● **Task instructions**: Retype every record below exactly as it is written.
________
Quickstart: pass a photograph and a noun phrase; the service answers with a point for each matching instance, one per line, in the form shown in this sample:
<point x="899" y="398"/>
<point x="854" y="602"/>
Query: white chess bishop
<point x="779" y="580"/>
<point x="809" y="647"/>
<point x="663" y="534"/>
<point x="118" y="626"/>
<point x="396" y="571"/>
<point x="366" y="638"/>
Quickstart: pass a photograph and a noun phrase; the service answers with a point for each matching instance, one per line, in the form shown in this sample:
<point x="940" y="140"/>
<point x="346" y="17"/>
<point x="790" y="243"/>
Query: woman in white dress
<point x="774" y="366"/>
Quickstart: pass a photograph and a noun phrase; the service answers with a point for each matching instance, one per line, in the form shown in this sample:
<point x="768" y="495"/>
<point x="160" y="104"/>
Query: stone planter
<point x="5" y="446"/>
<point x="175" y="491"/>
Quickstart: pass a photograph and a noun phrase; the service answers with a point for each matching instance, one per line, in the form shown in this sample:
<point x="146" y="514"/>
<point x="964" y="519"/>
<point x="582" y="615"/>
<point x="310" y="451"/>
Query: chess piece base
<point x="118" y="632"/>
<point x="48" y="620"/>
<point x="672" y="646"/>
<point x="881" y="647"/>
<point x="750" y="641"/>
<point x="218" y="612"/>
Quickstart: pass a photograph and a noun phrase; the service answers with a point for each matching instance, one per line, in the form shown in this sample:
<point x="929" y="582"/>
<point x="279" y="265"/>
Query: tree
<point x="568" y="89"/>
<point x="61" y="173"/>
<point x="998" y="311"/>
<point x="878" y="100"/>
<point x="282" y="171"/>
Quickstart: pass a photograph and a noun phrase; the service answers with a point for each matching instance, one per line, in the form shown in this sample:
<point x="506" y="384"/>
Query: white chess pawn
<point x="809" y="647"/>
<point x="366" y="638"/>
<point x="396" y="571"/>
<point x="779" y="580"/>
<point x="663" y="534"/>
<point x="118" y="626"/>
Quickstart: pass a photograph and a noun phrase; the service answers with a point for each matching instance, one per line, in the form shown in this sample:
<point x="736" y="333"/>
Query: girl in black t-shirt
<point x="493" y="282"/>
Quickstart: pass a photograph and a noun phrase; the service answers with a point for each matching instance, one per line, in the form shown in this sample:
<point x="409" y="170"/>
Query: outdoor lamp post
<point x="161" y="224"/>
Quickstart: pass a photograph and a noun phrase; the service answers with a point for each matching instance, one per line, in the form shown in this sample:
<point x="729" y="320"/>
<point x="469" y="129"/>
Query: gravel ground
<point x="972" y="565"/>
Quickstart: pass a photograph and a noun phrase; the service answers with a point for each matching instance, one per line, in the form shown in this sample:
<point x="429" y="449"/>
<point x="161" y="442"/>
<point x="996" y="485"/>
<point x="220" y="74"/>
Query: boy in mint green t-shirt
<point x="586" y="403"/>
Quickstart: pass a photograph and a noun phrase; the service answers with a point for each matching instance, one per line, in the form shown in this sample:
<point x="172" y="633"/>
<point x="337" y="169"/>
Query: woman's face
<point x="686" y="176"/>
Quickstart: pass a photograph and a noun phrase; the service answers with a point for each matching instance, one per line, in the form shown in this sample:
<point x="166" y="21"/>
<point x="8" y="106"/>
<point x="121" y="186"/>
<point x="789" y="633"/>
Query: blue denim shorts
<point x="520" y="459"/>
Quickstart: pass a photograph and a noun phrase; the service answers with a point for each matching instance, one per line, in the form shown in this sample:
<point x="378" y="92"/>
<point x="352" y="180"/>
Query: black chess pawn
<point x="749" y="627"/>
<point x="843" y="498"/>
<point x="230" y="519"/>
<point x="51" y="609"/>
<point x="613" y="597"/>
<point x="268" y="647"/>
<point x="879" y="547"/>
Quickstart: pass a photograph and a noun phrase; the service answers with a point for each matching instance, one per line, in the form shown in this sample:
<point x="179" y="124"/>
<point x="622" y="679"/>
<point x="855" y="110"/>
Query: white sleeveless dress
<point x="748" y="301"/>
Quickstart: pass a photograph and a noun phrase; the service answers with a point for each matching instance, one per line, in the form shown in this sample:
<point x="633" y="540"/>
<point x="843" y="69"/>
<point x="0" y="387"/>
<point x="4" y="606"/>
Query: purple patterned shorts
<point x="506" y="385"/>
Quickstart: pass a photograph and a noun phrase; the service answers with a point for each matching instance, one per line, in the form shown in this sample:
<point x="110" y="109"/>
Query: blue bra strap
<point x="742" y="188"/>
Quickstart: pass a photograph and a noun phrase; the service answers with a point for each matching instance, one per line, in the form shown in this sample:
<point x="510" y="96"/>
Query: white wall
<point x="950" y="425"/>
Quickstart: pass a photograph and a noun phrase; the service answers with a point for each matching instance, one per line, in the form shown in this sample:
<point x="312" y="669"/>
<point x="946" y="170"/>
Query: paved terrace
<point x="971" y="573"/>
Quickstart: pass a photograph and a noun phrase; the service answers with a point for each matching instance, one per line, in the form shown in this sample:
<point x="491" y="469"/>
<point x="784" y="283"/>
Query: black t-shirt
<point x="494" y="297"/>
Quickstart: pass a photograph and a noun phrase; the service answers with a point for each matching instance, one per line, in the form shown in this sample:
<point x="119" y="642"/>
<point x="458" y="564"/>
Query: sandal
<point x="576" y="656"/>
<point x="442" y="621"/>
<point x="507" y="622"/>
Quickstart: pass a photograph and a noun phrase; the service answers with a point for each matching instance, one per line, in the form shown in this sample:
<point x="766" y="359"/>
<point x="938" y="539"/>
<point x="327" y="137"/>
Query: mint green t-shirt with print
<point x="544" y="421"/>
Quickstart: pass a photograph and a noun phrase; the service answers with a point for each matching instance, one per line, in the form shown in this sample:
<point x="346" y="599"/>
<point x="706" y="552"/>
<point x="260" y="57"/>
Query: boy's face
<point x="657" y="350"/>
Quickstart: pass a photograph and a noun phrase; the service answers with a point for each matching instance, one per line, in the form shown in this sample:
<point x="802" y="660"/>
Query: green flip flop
________
● **Solution to this exercise**:
Quickstart: pass a photograph and a noun phrase; the service answers with a point for each matching instance, one per line, in the form shown in this sample:
<point x="899" y="398"/>
<point x="854" y="602"/>
Query: white chess bishop
<point x="779" y="580"/>
<point x="809" y="647"/>
<point x="663" y="534"/>
<point x="118" y="626"/>
<point x="396" y="571"/>
<point x="366" y="638"/>
Quickstart: pass a photograph and a noun phrase; the service answers with a point for each matching instance, one per line, in the form shown in this sample:
<point x="940" y="140"/>
<point x="346" y="17"/>
<point x="790" y="243"/>
Query: woman in white dress
<point x="774" y="366"/>
Quickstart: pass a photograph and a noun phrase; the service answers with a point for each matching instance, one per line, in the form shown in this sample:
<point x="768" y="495"/>
<point x="160" y="104"/>
Query: stone planter
<point x="5" y="446"/>
<point x="175" y="491"/>
Quickstart: pass a photograph and a noun phrase; the service answers with a point for each matching instance, one per line, in the form shown in this sample:
<point x="146" y="514"/>
<point x="964" y="519"/>
<point x="582" y="615"/>
<point x="310" y="451"/>
Query: chess piece base
<point x="118" y="632"/>
<point x="48" y="620"/>
<point x="672" y="646"/>
<point x="881" y="647"/>
<point x="750" y="641"/>
<point x="218" y="612"/>
Quickstart: pass a photograph and a noun phrase; the service answers with a point for each matching instance, one per line, in the form shown in this sample:
<point x="929" y="582"/>
<point x="279" y="265"/>
Query: tree
<point x="568" y="89"/>
<point x="61" y="173"/>
<point x="998" y="311"/>
<point x="878" y="100"/>
<point x="282" y="171"/>
Quickstart: pass a photograph and a noun phrase; the service answers with a point for each matching instance, one per line, in the form shown in this sample:
<point x="506" y="384"/>
Query: white chess pawn
<point x="809" y="647"/>
<point x="366" y="638"/>
<point x="396" y="571"/>
<point x="779" y="580"/>
<point x="663" y="534"/>
<point x="118" y="626"/>
Quickstart: pass a photograph and a noun phrase; the service answers with a point for each matching instance, one per line, in the form shown in this sample:
<point x="736" y="333"/>
Query: girl in black t-shirt
<point x="493" y="282"/>
Quickstart: pass a photograph and a noun phrase; the service answers with a point for each matching instance, one per line, in the form shown in this sample:
<point x="409" y="170"/>
Query: outdoor lamp post
<point x="161" y="224"/>
Quickstart: pass a photograph and a noun phrase; the service answers with a point for each matching instance, one per line, in the form shown in this sample:
<point x="729" y="320"/>
<point x="469" y="129"/>
Query: gravel ground
<point x="972" y="565"/>
Quickstart: pass a photograph and a noun phrase; the service answers with a point for each matching instance, one per line, in the form shown in this sample:
<point x="429" y="449"/>
<point x="161" y="442"/>
<point x="996" y="485"/>
<point x="220" y="74"/>
Query: boy in mint green t-shirt
<point x="586" y="403"/>
Quickstart: pass a photograph and a noun phrase; the service answers with a point for each matching instance, one per line, in the form shown in this sample:
<point x="172" y="633"/>
<point x="337" y="169"/>
Query: woman's face
<point x="686" y="176"/>
Quickstart: pass a photograph and a noun phrase; the service answers with a point for each matching instance, one per line, in the form shown in this sample:
<point x="166" y="21"/>
<point x="8" y="106"/>
<point x="121" y="186"/>
<point x="789" y="633"/>
Query: blue denim shorts
<point x="520" y="459"/>
Quickstart: pass a photograph and a noun phrase; the service answers with a point for each matching instance, one per line, in the form shown in this sample:
<point x="378" y="92"/>
<point x="352" y="180"/>
Query: black chess pawn
<point x="749" y="627"/>
<point x="843" y="498"/>
<point x="230" y="519"/>
<point x="51" y="609"/>
<point x="613" y="597"/>
<point x="268" y="647"/>
<point x="879" y="547"/>
Quickstart: pass a photograph and a noun phrase; the service answers with a point for each matching instance, one per line, in the form shown in this sample:
<point x="179" y="124"/>
<point x="622" y="679"/>
<point x="855" y="110"/>
Query: white sleeveless dress
<point x="748" y="301"/>
Quickstart: pass a photograph and a noun phrase; the service answers with a point for each matching instance, one per line, in the form shown in this sample:
<point x="633" y="540"/>
<point x="843" y="69"/>
<point x="0" y="387"/>
<point x="4" y="606"/>
Query: purple patterned shorts
<point x="506" y="385"/>
Quickstart: pass a photograph and a noun phrase; the service answers with a point for each matching instance, one per line, in the form shown in this sample:
<point x="110" y="109"/>
Query: blue bra strap
<point x="742" y="188"/>
Quickstart: pass a photograph and a noun phrase; the service answers with a point for each matching instance, one per line, in the form shown in this sample:
<point x="510" y="96"/>
Query: white wall
<point x="950" y="425"/>
Quickstart: pass a photograph and a noun phrase; the service answers with a point for each matching instance, one per line, in the form shown in this sample:
<point x="312" y="669"/>
<point x="946" y="170"/>
Query: paved terrace
<point x="971" y="573"/>
Quickstart: pass a photograph and a noun phrase; the service answers with a point for each matching instance, one per line, in the form shown in this sample:
<point x="491" y="469"/>
<point x="784" y="283"/>
Query: black t-shirt
<point x="494" y="297"/>
Quickstart: pass a photograph and a noun phrase; the service answers with a point for each matching instance, one per line, in the form shown in this sample:
<point x="119" y="642"/>
<point x="458" y="564"/>
Query: sandal
<point x="576" y="656"/>
<point x="442" y="621"/>
<point x="507" y="622"/>
Quickstart: pass a photograph and a noun phrase; the service answers with a point for each matching instance, one per line, in the form shown in this sample:
<point x="766" y="359"/>
<point x="938" y="539"/>
<point x="327" y="137"/>
Query: mint green t-shirt with print
<point x="544" y="421"/>
Quickstart: pass a photograph and a noun phrase; the service answers with a point for each matching instance, one per line, in the form shown in this sample:
<point x="346" y="599"/>
<point x="706" y="552"/>
<point x="260" y="57"/>
Query: boy's face
<point x="657" y="350"/>
Quickstart: pass a photograph and a noun phrase; the service answers with a point for each matching instance, one per line, in the form shown in this sample:
<point x="802" y="660"/>
Query: green flip flop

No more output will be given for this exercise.